### TASK GOAL
Copy the records below word for word, starting at the very beginning of the records and continuing up to and including the line with "xmin=63 ymin=2 xmax=125 ymax=30".

-- START --

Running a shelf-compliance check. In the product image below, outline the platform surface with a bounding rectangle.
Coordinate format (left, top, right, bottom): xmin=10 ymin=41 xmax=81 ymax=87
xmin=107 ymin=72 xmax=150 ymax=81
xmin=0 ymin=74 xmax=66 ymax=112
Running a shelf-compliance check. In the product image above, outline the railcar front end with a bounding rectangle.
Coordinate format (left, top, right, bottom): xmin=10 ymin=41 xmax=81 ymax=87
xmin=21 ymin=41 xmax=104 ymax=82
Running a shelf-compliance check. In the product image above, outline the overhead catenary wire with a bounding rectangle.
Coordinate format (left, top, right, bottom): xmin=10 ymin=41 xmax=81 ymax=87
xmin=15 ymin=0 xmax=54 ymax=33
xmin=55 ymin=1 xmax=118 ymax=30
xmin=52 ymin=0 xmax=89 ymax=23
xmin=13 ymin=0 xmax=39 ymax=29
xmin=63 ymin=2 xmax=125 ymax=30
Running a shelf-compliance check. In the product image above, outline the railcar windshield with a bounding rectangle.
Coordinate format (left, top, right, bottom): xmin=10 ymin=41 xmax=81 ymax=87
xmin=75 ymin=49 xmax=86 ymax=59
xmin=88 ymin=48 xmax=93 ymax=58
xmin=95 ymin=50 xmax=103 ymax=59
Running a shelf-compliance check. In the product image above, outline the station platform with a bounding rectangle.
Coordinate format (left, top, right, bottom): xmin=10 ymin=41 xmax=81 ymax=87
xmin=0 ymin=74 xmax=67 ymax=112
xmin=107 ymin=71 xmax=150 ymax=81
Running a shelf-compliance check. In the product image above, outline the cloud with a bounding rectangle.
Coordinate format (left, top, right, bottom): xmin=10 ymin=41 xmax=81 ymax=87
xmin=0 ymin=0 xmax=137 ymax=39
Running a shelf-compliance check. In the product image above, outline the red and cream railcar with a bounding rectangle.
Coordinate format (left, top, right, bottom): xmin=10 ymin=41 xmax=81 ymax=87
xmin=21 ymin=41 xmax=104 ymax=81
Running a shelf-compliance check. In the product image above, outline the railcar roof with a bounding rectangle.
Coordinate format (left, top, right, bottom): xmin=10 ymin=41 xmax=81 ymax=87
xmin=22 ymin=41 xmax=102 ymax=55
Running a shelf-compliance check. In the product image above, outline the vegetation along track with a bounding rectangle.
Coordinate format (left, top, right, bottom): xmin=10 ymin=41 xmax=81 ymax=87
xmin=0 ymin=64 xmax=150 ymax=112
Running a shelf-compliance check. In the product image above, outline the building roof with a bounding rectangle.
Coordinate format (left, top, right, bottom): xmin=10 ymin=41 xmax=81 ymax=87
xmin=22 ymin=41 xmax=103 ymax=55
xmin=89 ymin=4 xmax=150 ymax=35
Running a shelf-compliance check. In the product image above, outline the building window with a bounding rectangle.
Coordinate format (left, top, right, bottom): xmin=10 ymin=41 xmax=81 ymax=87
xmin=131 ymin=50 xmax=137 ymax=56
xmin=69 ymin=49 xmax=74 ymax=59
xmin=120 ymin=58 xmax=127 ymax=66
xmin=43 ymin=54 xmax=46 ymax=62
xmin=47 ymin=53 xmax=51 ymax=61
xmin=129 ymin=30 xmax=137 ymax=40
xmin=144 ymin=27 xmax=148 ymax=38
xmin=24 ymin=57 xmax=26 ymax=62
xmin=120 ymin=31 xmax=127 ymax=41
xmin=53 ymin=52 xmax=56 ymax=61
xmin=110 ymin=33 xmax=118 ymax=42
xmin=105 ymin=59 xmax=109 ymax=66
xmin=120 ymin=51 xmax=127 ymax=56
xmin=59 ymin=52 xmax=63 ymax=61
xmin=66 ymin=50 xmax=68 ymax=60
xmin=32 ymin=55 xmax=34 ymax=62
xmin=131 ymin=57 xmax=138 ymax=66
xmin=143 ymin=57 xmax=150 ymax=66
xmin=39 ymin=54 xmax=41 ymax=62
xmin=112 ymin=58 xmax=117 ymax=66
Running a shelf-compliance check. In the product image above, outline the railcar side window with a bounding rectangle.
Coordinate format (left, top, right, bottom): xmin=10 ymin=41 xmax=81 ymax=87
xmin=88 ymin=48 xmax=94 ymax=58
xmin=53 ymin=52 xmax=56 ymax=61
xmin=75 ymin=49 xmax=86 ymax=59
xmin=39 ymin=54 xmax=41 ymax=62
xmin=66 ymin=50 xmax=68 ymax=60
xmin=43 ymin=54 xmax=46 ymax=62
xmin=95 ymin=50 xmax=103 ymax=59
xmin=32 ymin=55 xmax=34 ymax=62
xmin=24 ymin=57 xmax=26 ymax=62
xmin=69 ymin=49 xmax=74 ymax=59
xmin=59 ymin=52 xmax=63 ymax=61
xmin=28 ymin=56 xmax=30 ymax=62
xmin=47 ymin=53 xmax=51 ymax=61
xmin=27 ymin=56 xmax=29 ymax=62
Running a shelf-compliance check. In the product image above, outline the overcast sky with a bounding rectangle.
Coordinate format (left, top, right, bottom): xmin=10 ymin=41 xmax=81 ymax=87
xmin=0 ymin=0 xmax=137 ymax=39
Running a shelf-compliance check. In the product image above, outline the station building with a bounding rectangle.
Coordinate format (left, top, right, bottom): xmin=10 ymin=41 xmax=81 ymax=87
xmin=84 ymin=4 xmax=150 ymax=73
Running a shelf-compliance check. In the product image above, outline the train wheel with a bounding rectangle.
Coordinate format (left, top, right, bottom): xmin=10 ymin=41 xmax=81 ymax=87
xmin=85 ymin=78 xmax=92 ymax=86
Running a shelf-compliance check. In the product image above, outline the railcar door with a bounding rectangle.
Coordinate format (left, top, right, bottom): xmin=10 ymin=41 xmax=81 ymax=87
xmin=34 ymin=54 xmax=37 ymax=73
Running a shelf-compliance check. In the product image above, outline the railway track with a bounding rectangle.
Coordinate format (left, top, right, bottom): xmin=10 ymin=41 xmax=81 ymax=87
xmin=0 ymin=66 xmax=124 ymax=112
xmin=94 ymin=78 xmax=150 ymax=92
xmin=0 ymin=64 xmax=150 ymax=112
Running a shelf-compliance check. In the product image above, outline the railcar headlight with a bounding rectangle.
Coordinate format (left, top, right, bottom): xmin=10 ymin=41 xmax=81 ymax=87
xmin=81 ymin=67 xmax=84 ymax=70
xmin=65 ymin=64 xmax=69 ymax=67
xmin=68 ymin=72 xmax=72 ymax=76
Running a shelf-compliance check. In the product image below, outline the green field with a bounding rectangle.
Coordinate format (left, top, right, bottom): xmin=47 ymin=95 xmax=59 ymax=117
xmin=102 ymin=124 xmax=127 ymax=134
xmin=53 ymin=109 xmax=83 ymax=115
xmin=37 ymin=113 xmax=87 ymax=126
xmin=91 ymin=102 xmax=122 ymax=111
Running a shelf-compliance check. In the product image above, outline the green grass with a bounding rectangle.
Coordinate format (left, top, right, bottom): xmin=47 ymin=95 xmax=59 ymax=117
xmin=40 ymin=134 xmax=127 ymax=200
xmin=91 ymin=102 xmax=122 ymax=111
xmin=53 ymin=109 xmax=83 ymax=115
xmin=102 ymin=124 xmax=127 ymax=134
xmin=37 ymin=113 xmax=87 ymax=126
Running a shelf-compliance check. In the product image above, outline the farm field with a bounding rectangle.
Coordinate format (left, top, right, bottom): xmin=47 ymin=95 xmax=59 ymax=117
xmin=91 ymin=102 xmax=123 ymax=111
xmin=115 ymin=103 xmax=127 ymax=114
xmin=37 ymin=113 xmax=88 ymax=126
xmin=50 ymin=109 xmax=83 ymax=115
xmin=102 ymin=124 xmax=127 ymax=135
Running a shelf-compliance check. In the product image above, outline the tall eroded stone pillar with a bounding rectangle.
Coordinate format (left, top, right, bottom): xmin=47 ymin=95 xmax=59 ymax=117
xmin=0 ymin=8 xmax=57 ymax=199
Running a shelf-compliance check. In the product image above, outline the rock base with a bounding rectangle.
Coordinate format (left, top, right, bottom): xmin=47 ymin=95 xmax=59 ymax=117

-- END --

### FULL RESPONSE
Running a shelf-compliance check. In the product image below, outline the platform surface with a bounding rectangle.
Coordinate format (left, top, right, bottom): xmin=10 ymin=41 xmax=81 ymax=87
xmin=107 ymin=72 xmax=150 ymax=81
xmin=0 ymin=74 xmax=66 ymax=112
Running a shelf-compliance check. In the product image above, outline the railcar front end with a bounding rectangle.
Coordinate format (left, top, right, bottom): xmin=10 ymin=41 xmax=81 ymax=87
xmin=21 ymin=41 xmax=104 ymax=82
Running a shelf-compliance check. In the product image above, outline the overhead catenary wire with a bounding rectangle.
Coordinate format (left, top, right, bottom): xmin=10 ymin=41 xmax=81 ymax=87
xmin=15 ymin=0 xmax=54 ymax=33
xmin=55 ymin=1 xmax=118 ymax=30
xmin=52 ymin=0 xmax=89 ymax=23
xmin=13 ymin=0 xmax=39 ymax=29
xmin=63 ymin=2 xmax=125 ymax=30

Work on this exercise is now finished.